Given problem ::
Exactly as they appear, copy the lines of the listing from the one containing "the stone wall, one per instance" through the final line, both included, and nothing else.

Data section ::
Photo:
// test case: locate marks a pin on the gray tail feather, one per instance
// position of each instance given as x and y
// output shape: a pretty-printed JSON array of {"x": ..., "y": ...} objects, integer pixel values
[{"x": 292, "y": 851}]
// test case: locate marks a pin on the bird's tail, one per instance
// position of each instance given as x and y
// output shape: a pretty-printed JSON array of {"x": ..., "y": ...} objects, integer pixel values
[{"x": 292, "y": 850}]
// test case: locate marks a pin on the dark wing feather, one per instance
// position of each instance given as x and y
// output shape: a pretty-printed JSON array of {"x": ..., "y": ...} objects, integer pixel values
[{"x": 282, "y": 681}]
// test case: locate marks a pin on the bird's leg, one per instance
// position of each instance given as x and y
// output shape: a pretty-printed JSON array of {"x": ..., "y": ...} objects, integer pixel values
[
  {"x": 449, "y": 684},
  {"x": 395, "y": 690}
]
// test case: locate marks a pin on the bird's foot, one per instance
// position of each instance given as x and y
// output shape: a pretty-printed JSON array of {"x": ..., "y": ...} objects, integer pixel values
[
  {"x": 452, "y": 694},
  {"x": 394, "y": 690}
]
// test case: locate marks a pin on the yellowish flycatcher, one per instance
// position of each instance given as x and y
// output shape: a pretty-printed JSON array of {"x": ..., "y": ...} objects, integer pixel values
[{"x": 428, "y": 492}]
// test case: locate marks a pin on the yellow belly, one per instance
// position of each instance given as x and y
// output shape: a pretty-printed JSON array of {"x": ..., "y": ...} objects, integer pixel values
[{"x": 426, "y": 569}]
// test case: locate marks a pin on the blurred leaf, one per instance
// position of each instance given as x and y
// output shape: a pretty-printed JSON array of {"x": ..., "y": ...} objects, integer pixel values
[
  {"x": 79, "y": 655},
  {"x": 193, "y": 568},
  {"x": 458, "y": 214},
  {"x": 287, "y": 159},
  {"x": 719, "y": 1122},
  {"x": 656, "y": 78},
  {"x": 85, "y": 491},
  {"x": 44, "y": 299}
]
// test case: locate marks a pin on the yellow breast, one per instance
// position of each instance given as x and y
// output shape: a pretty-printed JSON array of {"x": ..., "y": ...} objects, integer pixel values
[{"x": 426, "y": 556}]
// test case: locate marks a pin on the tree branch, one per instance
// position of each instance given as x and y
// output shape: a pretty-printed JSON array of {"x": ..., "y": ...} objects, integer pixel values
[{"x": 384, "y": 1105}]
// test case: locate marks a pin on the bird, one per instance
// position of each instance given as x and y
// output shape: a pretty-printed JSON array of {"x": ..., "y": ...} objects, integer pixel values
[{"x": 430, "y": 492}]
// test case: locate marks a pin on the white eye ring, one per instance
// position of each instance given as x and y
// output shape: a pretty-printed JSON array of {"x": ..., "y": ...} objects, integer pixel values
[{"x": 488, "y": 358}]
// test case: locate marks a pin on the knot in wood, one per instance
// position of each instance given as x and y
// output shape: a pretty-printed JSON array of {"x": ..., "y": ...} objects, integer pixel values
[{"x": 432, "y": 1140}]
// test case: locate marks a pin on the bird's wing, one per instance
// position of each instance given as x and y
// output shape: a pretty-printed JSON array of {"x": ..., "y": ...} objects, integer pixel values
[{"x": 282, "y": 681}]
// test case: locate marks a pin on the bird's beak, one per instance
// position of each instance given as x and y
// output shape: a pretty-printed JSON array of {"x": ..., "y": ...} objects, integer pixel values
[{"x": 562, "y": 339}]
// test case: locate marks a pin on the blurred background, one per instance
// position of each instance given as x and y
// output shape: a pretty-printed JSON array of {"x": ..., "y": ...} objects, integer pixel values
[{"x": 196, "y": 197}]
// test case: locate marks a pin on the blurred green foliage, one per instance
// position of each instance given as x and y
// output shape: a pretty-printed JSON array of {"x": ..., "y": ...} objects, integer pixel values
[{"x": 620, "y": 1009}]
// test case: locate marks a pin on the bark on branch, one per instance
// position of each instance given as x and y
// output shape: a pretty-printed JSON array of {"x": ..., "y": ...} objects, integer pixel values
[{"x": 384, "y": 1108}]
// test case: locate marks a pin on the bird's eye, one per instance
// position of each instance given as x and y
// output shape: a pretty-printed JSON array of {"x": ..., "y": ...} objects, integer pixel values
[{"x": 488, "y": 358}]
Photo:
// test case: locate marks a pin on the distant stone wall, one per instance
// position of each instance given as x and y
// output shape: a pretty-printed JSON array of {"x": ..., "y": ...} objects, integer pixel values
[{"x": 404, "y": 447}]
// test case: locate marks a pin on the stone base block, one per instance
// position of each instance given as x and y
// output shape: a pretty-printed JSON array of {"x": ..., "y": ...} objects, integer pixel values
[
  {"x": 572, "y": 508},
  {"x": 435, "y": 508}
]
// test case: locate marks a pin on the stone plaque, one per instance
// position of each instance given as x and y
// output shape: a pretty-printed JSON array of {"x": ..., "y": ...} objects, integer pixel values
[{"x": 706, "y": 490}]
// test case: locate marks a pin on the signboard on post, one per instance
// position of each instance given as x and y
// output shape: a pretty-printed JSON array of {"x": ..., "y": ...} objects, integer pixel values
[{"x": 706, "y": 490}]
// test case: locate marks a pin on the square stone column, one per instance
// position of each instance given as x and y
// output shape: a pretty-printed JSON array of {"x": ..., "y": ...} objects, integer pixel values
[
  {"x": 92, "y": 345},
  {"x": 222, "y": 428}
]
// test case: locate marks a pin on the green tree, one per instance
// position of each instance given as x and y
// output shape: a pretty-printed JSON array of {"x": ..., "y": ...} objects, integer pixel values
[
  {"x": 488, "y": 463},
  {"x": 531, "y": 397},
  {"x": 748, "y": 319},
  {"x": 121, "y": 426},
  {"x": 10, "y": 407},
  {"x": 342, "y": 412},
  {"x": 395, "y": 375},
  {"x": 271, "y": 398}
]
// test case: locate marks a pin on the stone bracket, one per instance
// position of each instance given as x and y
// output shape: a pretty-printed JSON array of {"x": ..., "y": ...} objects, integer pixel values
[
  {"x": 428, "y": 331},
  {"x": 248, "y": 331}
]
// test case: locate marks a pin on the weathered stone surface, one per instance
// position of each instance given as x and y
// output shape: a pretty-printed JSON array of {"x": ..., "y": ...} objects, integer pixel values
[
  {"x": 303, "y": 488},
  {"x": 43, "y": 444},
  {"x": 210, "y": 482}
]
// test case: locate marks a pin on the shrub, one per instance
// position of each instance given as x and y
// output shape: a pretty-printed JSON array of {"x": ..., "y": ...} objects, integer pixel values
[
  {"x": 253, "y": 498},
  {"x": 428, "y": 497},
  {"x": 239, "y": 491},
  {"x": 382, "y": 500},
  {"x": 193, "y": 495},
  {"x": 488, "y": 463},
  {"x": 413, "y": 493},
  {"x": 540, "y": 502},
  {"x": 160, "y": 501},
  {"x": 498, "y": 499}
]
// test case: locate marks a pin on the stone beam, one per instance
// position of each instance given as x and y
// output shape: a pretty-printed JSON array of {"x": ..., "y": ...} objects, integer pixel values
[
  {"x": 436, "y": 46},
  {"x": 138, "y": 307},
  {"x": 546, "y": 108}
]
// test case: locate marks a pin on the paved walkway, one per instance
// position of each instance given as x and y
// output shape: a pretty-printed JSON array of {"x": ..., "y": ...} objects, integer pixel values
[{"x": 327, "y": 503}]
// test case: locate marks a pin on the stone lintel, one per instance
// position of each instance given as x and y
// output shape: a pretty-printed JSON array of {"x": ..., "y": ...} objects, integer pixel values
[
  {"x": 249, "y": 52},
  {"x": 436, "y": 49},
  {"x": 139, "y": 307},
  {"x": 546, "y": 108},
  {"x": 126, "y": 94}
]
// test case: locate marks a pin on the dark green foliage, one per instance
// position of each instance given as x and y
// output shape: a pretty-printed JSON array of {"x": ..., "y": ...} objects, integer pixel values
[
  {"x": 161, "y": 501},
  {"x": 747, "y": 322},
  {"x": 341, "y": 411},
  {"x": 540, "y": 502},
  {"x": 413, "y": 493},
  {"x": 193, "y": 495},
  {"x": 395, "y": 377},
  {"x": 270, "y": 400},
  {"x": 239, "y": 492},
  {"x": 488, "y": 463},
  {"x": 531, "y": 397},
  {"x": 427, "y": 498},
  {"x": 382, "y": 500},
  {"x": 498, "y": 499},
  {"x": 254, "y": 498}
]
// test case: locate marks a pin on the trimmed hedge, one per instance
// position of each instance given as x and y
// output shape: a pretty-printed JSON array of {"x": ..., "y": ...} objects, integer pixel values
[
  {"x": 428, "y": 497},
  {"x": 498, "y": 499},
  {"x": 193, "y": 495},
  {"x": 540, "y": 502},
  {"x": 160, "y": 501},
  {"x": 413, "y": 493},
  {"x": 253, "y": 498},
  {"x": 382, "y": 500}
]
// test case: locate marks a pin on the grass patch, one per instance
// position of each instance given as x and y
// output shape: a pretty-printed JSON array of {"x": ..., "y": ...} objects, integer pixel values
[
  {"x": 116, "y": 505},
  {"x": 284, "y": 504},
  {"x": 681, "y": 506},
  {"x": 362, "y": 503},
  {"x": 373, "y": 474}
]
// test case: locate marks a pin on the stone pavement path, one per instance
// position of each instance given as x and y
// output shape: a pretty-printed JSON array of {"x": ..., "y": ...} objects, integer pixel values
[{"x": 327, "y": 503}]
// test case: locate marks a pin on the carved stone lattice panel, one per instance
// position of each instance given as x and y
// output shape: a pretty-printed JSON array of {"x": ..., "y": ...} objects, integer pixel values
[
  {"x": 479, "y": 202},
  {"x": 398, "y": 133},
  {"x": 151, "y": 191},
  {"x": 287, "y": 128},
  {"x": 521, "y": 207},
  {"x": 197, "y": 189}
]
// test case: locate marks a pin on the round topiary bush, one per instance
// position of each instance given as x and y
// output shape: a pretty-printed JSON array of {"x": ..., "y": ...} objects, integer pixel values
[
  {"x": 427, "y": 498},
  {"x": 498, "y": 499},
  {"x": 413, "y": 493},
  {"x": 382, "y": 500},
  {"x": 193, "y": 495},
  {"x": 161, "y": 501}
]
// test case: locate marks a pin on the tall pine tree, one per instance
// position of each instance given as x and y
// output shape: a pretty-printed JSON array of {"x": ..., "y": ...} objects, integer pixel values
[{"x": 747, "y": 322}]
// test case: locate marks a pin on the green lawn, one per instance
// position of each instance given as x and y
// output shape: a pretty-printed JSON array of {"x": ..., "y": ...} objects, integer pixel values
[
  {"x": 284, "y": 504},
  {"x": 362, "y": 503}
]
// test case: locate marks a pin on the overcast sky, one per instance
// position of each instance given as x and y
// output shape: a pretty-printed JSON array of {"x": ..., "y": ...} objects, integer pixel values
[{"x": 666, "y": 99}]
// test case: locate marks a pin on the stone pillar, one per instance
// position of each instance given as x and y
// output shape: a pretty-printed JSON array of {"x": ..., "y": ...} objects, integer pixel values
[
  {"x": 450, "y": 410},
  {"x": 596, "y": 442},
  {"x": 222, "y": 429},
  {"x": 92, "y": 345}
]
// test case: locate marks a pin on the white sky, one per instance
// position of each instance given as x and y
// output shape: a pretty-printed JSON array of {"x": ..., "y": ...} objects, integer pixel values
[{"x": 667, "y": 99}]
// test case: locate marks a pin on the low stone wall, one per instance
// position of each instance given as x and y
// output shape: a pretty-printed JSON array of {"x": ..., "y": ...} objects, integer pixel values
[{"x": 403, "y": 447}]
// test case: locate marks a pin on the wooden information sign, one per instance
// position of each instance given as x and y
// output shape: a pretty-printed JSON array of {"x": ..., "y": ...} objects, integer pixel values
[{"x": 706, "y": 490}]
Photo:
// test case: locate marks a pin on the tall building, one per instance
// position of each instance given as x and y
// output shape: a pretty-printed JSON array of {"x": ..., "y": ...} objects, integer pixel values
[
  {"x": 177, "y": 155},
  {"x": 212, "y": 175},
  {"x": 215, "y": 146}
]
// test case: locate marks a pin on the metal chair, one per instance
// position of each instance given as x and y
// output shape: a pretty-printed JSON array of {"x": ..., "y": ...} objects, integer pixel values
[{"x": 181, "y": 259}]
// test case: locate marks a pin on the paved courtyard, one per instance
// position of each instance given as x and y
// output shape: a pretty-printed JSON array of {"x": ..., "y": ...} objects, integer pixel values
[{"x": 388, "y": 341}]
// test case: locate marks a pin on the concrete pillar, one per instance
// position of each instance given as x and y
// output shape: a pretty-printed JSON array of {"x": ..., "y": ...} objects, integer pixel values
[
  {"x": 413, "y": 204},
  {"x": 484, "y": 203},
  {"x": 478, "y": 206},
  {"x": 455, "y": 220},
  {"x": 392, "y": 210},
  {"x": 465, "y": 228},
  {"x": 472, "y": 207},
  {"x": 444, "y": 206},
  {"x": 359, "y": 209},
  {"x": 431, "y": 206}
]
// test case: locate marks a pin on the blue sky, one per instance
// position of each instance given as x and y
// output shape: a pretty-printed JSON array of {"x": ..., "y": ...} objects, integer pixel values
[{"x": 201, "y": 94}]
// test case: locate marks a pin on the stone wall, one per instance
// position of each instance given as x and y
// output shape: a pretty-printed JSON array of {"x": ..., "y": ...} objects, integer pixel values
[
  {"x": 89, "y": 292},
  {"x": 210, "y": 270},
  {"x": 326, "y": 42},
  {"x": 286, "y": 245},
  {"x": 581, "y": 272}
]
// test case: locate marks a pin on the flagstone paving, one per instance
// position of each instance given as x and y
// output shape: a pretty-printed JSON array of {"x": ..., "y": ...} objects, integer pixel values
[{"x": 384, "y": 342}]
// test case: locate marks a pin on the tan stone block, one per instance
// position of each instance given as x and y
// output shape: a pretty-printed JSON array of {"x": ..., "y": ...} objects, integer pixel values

Solution to this problem ::
// test case: locate marks a pin on the stone wall, one per instance
// position of each instance given as x and y
// output shape: a pretty-printed JSON array of {"x": ..., "y": ...} objects, integer pixel values
[
  {"x": 89, "y": 292},
  {"x": 210, "y": 270},
  {"x": 326, "y": 42},
  {"x": 286, "y": 245},
  {"x": 581, "y": 272}
]
// test case: locate marks a pin on the flagstone paving, one per instance
// position of each instance given as x and y
// output shape: a pretty-printed JSON array of {"x": ..., "y": ...} objects, integer pixel values
[{"x": 384, "y": 342}]
// test case: locate marks a pin on the tan stone block, one per instance
// position of each instance given as x and y
// output shape: a pretty-printed JSON array of {"x": ..., "y": ...} objects, integer pixel values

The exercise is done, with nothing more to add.